**Required work:** Copy each line of the entries beneath that contains the word "aquatic".

◆ ◆ ◆ ◆ ◆

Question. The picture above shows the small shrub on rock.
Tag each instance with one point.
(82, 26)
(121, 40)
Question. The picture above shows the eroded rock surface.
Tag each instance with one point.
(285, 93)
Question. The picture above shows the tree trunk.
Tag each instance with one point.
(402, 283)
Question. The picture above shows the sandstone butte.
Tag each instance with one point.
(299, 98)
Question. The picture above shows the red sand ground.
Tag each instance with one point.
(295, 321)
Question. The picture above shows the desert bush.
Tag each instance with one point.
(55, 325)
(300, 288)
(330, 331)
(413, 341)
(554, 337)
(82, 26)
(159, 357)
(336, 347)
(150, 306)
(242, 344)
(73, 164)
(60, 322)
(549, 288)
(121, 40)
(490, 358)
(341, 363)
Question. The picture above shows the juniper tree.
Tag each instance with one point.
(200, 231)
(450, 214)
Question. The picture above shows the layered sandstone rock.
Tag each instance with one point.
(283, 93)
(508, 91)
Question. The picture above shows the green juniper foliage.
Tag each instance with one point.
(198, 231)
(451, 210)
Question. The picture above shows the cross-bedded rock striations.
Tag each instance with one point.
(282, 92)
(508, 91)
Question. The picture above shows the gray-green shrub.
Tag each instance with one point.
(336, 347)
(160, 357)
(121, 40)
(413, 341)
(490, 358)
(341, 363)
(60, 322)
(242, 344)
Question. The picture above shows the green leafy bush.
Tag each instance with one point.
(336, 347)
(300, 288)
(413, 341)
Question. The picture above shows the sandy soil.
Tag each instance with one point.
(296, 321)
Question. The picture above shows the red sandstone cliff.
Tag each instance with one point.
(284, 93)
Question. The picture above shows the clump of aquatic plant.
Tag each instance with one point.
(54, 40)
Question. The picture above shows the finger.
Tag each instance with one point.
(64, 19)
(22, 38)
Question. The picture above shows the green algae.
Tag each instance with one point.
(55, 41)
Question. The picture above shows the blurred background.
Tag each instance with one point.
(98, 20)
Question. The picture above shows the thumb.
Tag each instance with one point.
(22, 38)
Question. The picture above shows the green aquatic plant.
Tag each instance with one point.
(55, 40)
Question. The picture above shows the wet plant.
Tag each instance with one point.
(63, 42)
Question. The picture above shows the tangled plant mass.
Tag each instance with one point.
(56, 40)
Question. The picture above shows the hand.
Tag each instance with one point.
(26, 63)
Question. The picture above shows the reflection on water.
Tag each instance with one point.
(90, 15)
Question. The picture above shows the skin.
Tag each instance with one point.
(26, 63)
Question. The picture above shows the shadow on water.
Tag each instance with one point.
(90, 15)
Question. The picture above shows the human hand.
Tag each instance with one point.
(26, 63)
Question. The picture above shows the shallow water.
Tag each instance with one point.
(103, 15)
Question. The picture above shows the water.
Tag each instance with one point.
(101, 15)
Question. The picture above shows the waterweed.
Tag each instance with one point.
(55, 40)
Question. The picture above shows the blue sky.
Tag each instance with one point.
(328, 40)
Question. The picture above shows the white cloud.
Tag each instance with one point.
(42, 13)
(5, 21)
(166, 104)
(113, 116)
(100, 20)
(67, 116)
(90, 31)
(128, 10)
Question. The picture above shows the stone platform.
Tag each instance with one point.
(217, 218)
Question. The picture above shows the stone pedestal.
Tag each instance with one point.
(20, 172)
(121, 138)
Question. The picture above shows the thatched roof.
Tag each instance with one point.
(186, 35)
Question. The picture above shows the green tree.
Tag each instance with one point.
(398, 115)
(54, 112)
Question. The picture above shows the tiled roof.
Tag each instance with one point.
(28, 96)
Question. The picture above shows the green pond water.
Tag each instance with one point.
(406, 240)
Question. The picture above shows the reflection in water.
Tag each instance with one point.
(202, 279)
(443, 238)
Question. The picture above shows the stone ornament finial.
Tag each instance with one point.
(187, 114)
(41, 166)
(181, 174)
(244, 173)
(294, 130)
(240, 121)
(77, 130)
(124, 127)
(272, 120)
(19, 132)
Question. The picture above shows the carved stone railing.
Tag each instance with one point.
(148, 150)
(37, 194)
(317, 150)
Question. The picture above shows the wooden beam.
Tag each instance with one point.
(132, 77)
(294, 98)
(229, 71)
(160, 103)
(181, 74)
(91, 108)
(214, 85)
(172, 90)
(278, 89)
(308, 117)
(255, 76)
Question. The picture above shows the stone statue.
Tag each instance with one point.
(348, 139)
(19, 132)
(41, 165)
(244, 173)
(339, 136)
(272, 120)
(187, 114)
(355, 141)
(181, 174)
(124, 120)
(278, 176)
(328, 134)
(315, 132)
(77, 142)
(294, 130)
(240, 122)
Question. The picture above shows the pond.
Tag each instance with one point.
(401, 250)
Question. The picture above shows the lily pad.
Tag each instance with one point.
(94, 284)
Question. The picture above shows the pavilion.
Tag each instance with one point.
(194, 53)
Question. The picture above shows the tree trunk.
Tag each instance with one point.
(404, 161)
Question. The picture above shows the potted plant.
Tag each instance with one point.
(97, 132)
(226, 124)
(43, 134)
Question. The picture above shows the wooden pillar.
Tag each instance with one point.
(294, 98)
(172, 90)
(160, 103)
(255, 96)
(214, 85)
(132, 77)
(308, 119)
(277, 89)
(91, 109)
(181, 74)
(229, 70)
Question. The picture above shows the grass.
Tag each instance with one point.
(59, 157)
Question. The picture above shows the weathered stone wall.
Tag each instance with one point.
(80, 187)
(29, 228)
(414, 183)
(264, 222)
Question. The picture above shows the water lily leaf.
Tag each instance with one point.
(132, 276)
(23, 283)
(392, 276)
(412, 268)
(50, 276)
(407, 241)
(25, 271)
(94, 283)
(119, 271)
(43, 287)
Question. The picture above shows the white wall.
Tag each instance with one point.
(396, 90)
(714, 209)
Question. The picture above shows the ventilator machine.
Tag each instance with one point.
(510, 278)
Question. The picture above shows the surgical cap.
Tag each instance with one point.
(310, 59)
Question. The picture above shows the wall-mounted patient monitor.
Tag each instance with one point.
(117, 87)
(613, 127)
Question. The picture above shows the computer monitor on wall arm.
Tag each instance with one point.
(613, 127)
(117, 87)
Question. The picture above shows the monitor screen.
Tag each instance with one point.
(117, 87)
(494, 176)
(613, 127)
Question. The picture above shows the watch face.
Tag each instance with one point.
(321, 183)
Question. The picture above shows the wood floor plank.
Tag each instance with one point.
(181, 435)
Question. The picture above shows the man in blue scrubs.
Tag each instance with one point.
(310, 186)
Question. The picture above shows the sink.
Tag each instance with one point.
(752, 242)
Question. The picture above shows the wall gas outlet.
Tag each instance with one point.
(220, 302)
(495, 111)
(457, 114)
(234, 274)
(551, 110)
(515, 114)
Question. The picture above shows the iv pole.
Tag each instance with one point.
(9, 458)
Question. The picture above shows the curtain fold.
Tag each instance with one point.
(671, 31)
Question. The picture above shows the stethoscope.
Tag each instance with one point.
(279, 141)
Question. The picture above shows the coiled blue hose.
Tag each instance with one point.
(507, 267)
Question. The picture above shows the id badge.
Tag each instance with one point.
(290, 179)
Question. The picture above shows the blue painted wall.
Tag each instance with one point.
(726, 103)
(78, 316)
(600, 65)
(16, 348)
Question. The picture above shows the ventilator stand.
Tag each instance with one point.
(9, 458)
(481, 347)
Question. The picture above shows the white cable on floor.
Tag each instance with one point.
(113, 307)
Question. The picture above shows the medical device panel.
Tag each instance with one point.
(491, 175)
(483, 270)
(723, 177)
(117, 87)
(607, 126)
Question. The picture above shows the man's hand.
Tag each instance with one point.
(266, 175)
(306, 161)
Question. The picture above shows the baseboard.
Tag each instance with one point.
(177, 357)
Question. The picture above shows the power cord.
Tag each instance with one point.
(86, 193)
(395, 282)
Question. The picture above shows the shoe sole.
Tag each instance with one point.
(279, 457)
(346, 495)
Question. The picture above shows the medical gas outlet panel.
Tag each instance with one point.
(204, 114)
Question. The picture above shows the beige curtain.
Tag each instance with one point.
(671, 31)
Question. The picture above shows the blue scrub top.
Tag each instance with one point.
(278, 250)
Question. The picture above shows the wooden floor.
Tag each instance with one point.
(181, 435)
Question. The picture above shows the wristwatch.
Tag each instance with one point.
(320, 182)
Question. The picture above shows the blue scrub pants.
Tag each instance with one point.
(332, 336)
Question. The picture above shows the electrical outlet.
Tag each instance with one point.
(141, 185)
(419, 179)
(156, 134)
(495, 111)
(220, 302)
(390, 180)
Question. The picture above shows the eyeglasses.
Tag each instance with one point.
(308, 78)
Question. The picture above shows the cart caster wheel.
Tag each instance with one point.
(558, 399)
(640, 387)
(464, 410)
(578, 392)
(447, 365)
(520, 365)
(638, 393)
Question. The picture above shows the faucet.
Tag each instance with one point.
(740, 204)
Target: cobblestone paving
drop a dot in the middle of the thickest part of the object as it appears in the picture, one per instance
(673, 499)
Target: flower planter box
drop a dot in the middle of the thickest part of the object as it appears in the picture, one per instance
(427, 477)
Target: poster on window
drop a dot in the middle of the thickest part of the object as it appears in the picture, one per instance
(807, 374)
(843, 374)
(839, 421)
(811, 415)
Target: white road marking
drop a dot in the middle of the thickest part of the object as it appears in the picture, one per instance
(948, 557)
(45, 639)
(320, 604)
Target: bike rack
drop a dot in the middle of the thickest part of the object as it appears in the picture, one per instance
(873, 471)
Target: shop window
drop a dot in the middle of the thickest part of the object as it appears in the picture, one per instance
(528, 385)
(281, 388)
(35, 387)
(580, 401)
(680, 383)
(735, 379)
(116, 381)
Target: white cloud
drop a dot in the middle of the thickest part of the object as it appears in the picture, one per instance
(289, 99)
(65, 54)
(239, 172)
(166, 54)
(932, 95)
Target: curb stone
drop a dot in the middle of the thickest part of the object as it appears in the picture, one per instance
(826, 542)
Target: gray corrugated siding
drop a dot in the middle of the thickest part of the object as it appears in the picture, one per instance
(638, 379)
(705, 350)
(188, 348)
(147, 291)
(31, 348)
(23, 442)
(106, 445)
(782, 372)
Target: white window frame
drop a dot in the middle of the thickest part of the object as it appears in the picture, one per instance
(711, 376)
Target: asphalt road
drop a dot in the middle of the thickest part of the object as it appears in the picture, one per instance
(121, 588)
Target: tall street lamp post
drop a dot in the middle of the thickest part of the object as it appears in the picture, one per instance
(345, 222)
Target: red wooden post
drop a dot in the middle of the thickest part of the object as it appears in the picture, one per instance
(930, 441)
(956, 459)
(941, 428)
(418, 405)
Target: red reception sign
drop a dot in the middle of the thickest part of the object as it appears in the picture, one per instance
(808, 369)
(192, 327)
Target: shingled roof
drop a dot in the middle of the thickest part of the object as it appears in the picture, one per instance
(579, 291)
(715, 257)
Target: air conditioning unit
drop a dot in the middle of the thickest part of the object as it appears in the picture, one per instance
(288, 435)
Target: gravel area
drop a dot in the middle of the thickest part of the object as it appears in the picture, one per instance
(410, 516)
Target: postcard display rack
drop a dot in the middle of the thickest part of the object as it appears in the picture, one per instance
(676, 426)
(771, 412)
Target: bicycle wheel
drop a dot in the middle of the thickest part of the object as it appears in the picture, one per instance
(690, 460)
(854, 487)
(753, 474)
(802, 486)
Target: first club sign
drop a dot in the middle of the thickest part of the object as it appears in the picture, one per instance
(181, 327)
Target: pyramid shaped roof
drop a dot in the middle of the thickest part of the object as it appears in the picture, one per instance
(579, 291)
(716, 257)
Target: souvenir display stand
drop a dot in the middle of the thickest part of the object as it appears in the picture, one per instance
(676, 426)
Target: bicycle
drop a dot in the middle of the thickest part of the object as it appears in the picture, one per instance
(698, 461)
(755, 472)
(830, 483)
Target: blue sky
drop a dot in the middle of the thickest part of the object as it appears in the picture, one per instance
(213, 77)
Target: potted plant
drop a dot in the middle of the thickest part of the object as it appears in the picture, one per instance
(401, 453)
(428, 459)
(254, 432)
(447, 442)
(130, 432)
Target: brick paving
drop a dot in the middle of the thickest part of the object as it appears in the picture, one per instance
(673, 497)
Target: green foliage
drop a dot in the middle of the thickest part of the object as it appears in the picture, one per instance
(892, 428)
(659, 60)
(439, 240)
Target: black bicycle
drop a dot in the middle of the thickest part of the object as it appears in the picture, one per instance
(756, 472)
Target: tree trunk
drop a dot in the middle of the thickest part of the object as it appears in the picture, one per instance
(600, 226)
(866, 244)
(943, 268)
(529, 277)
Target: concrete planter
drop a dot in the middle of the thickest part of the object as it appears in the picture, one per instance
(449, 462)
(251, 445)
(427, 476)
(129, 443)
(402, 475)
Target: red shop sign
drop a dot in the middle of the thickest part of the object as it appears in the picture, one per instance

◆ ◆ ◆ ◆ ◆

**Response to this exercise:**
Question. The picture above shows the clump of aquatic plant.
Question. The picture above shows the green aquatic plant.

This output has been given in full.